What you need to do — Arrange every line of the data below as a numbered list, skipping any blank lines and leaving out the pictures.

Extracted records —
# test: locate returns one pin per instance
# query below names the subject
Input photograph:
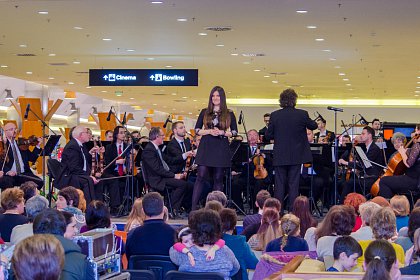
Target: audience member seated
(76, 266)
(290, 240)
(401, 207)
(354, 200)
(367, 210)
(30, 189)
(346, 253)
(342, 223)
(206, 230)
(34, 206)
(136, 217)
(412, 259)
(13, 203)
(268, 231)
(262, 196)
(302, 210)
(380, 262)
(407, 240)
(384, 227)
(237, 243)
(38, 257)
(270, 203)
(154, 237)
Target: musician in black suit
(178, 149)
(116, 168)
(76, 163)
(291, 147)
(16, 167)
(373, 153)
(157, 170)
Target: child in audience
(290, 241)
(380, 262)
(401, 207)
(346, 252)
(185, 242)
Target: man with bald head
(76, 164)
(16, 169)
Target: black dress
(214, 151)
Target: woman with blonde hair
(136, 216)
(269, 230)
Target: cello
(395, 167)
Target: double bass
(395, 167)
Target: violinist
(390, 185)
(323, 135)
(118, 168)
(373, 153)
(16, 160)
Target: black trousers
(287, 179)
(390, 185)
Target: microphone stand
(44, 125)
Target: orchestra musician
(116, 186)
(373, 153)
(390, 185)
(214, 154)
(323, 135)
(15, 167)
(76, 163)
(291, 147)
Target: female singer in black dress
(215, 124)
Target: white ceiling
(374, 42)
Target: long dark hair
(224, 115)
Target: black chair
(159, 265)
(140, 274)
(178, 275)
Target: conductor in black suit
(76, 163)
(158, 174)
(291, 147)
(178, 149)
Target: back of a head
(152, 204)
(35, 205)
(50, 221)
(206, 227)
(379, 259)
(97, 215)
(40, 256)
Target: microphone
(27, 111)
(109, 115)
(166, 122)
(363, 120)
(335, 109)
(240, 118)
(124, 118)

Result of the exercise —
1. # test: locate returns one pin per instance
2. # query below names the subject
3. Input photograph:
4. Target: audience member seated
5. (76, 266)
6. (290, 240)
7. (401, 207)
8. (354, 200)
9. (367, 210)
10. (30, 189)
11. (346, 253)
12. (342, 223)
13. (206, 230)
14. (34, 206)
15. (136, 217)
16. (412, 259)
17. (13, 203)
18. (268, 231)
19. (262, 196)
20. (302, 210)
21. (380, 262)
22. (407, 240)
23. (384, 227)
24. (237, 243)
25. (38, 257)
26. (270, 203)
27. (154, 237)
28. Target: musician in black suit
29. (178, 149)
30. (116, 168)
31. (76, 163)
32. (291, 147)
33. (16, 167)
34. (373, 153)
35. (157, 170)
36. Target: child in audience
37. (290, 241)
38. (380, 262)
39. (401, 207)
40. (346, 252)
41. (185, 242)
42. Target: man with bald head
43. (76, 164)
44. (16, 169)
45. Target: black dress
46. (214, 151)
47. Target: woman with blonde hair
48. (136, 216)
49. (269, 230)
50. Target: cello
51. (395, 167)
52. Target: double bass
53. (395, 167)
54. Target: violinist
55. (390, 185)
56. (323, 135)
57. (118, 168)
58. (373, 153)
59. (16, 160)
60. Target: black trousers
61. (287, 179)
62. (390, 185)
63. Target: microphone stand
64. (44, 125)
65. Target: orchestra musician
66. (116, 186)
67. (373, 153)
68. (390, 185)
69. (214, 154)
70. (323, 135)
71. (15, 167)
72. (76, 163)
73. (291, 147)
74. Target: female singer in black dress
75. (215, 124)
76. Target: white ceiling
77. (374, 42)
78. Target: long dark hair
79. (224, 115)
80. Target: black chair
81. (159, 265)
82. (140, 274)
83. (178, 275)
84. Target: conductor in black suit
85. (76, 163)
86. (158, 174)
87. (291, 147)
88. (178, 149)
89. Target: back of a head
90. (152, 204)
91. (35, 205)
92. (50, 221)
93. (206, 227)
94. (379, 259)
95. (97, 215)
96. (40, 256)
97. Target: microphone
98. (27, 111)
99. (109, 115)
100. (166, 122)
101. (363, 120)
102. (335, 109)
103. (240, 118)
104. (124, 118)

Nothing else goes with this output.